## Aim
List every line of the records below that contains the string "window", copying each one in full. Matches must have the same case.
■ ■ ■ ■
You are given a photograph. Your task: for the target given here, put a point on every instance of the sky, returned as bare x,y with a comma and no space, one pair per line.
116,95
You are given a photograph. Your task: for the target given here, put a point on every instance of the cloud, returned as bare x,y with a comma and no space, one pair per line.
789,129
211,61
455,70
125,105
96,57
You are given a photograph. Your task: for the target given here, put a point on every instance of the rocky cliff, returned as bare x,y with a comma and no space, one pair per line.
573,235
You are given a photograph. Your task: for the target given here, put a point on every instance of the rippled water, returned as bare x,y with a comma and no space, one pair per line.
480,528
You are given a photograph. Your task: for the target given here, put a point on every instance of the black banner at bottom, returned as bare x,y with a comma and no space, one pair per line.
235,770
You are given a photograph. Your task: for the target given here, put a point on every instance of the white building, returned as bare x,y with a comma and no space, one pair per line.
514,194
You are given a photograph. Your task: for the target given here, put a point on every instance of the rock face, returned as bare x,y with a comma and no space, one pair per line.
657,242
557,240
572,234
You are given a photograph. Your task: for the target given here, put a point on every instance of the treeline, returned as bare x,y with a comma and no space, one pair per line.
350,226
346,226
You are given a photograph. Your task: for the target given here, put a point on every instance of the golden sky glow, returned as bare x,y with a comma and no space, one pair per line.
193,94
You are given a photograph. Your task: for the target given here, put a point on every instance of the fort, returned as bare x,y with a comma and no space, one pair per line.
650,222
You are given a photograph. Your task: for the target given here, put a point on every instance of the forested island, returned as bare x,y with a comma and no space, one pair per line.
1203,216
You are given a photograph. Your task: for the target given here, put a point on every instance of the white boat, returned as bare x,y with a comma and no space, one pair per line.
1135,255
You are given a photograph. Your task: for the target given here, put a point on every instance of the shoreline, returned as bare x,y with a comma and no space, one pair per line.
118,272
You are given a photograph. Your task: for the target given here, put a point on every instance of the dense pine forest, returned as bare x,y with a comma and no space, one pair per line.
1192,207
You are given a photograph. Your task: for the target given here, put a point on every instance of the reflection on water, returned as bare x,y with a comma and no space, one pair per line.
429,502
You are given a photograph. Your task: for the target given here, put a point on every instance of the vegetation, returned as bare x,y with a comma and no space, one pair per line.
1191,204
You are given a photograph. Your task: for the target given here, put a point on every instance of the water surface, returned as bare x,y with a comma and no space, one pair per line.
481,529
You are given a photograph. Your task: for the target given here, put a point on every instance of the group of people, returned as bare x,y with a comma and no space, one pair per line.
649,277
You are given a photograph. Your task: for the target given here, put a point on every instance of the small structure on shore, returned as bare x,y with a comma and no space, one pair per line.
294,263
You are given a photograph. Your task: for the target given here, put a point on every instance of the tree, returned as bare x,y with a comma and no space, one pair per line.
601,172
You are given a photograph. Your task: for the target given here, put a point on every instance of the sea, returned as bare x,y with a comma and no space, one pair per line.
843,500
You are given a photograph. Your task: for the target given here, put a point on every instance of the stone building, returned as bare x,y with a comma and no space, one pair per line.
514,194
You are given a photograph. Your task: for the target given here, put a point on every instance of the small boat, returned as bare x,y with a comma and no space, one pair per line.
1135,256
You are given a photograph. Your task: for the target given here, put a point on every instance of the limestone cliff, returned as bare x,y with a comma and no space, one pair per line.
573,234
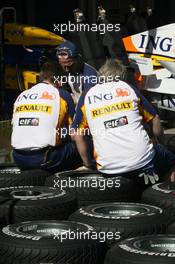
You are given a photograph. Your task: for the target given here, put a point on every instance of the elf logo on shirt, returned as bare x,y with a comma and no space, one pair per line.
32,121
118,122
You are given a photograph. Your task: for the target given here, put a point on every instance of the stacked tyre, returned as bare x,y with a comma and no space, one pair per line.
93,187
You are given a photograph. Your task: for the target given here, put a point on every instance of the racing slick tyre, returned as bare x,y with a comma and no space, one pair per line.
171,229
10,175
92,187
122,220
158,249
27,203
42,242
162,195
■ ■ ■ ■
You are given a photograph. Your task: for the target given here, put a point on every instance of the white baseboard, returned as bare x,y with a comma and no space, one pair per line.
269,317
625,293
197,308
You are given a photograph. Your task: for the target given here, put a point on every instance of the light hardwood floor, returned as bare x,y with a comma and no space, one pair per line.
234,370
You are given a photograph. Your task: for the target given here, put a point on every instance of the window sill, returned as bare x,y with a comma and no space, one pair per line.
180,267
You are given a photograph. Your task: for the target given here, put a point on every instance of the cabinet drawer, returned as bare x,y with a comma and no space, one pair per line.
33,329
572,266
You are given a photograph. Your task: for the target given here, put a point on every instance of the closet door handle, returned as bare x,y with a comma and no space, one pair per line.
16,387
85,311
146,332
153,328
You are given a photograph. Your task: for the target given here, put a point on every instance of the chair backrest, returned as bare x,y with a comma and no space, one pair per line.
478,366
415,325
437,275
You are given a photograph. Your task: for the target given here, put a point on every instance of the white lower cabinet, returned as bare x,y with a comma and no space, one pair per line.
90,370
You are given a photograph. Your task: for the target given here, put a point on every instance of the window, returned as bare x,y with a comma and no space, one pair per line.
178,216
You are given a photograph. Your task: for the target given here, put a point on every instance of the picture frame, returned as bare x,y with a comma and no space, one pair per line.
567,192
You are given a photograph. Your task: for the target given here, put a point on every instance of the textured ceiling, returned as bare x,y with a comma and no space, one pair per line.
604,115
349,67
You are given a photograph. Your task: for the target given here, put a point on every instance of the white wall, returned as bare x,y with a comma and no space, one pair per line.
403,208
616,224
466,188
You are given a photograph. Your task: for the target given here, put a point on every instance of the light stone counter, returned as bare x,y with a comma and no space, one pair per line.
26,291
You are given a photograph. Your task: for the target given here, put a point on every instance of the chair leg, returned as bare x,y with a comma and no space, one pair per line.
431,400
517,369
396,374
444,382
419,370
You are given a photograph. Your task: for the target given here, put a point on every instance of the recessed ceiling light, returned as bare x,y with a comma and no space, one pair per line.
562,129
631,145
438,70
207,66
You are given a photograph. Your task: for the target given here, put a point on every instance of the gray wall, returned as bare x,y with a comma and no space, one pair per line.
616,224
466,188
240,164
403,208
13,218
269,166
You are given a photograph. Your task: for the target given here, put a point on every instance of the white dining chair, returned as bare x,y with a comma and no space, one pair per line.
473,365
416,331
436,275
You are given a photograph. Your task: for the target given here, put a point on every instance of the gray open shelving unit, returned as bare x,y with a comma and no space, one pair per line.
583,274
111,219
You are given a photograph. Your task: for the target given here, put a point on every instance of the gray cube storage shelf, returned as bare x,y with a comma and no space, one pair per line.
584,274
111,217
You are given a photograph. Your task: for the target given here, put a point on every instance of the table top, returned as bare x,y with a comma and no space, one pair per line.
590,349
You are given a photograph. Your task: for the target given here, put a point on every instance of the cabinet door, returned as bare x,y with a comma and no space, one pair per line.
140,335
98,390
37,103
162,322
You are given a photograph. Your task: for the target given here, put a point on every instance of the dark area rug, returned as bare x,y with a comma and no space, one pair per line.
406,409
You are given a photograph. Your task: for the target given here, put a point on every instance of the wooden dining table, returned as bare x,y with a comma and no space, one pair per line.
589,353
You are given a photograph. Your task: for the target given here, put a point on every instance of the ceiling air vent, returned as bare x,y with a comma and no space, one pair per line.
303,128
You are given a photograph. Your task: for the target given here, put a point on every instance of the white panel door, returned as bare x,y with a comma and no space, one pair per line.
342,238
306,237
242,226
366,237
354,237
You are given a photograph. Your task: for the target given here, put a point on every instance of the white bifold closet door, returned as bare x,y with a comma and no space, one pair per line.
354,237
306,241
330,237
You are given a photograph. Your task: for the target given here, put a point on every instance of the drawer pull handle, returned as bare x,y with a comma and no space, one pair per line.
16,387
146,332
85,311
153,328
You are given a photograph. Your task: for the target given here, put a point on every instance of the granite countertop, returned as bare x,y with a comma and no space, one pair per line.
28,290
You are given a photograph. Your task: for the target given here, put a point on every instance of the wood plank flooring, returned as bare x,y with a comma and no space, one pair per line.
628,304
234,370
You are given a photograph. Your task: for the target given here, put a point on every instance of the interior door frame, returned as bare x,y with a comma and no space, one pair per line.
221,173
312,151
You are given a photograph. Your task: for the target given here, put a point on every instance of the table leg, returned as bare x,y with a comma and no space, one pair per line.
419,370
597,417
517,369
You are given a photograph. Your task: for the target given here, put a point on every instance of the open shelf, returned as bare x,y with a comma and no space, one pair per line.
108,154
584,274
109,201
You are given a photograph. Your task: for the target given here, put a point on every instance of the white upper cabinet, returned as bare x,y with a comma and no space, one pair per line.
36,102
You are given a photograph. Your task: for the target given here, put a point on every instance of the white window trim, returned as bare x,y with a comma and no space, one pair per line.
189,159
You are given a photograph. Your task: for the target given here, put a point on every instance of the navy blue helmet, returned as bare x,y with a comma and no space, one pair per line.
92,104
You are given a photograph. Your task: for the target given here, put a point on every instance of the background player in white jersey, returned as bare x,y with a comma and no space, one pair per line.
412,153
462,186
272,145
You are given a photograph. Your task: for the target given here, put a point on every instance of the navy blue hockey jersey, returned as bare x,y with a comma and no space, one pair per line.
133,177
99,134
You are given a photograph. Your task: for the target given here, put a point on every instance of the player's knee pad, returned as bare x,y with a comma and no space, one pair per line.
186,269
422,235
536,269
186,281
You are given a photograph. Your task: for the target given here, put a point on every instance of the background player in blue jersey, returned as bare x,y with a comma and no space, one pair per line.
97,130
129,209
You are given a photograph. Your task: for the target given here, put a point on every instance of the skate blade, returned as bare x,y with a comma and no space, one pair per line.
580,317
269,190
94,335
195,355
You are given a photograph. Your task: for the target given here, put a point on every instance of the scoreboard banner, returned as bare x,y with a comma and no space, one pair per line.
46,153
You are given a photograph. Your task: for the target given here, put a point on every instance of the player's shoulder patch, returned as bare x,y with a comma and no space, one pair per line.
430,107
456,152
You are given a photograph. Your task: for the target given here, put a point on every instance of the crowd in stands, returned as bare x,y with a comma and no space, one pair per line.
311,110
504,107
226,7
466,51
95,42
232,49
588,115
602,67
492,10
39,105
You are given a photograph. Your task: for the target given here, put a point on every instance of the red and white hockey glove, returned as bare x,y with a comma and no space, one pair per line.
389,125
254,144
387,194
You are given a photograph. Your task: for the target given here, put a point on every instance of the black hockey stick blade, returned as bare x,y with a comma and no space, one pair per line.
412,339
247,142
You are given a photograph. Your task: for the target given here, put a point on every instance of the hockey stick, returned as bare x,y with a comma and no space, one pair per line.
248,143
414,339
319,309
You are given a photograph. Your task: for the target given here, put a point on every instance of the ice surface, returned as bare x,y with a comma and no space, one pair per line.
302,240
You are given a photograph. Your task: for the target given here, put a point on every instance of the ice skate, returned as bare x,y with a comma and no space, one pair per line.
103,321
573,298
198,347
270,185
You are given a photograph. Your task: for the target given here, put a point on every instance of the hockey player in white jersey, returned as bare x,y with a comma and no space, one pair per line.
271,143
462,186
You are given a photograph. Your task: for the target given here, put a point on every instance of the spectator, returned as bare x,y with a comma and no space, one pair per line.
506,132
■ ■ ■ ■
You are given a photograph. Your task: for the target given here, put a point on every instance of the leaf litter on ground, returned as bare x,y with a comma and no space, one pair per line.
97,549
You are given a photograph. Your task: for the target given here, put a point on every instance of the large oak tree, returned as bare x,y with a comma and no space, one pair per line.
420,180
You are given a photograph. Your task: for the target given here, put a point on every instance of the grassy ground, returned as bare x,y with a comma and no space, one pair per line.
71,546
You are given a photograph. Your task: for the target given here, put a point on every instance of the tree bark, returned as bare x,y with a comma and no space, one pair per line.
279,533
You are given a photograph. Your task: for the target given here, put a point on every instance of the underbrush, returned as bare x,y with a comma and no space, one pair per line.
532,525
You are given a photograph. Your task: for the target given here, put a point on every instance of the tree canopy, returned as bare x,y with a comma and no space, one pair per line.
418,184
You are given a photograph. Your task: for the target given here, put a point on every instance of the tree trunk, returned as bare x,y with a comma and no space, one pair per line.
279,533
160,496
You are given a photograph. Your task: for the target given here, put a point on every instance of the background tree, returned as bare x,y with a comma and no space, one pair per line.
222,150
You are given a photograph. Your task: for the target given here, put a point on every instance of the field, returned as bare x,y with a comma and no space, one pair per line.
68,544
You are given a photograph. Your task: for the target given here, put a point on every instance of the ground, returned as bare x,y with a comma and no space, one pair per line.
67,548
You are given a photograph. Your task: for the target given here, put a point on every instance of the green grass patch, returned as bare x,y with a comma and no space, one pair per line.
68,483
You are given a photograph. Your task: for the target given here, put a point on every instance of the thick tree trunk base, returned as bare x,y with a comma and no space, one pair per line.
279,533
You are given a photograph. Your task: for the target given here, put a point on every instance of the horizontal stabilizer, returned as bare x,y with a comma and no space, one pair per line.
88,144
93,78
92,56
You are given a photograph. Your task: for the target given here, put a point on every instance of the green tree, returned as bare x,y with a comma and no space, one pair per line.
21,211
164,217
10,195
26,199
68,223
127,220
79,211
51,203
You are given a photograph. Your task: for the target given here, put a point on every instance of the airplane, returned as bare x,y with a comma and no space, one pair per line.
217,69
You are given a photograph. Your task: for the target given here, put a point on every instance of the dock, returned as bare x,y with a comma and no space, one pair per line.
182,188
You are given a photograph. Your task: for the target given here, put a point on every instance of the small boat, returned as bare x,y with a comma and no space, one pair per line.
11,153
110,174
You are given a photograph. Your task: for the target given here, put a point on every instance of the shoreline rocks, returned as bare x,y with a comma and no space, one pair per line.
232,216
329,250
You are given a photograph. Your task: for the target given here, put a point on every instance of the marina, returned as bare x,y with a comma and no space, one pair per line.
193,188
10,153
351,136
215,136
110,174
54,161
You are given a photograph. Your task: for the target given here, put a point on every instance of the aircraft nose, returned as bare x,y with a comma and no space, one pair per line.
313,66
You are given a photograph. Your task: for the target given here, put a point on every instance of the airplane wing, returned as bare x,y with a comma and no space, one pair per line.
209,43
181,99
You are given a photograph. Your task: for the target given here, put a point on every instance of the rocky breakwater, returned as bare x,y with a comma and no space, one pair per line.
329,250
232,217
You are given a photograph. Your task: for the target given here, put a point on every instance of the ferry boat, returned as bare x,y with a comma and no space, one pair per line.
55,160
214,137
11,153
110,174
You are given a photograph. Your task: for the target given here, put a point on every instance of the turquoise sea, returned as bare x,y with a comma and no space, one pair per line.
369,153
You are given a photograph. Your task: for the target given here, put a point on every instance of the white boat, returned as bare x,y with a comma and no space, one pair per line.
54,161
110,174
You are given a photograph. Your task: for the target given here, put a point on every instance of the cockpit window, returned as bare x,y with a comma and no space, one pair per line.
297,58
■ ■ ■ ■
## Finished task
You are given a photograph. Your task: for the target given here, put a point on every instance of the window sill, returned as bare x,y with a comma and no space, one pair per line.
You are given a photograph. Your task: for the target given here, put a point on every instance of the window, returned as bare x,y with a comma and no space, one pair per line.
You are given a photograph. Your task: for the target given here, put a point on every instance of the white window trim, returned as bare x,y with a comma and no space, one pair per line.
You are given a photograph. Your task: for the target given here, put a point on every instance of the cockpit window, returned as bare x,y with a comma and no space, one pair per line.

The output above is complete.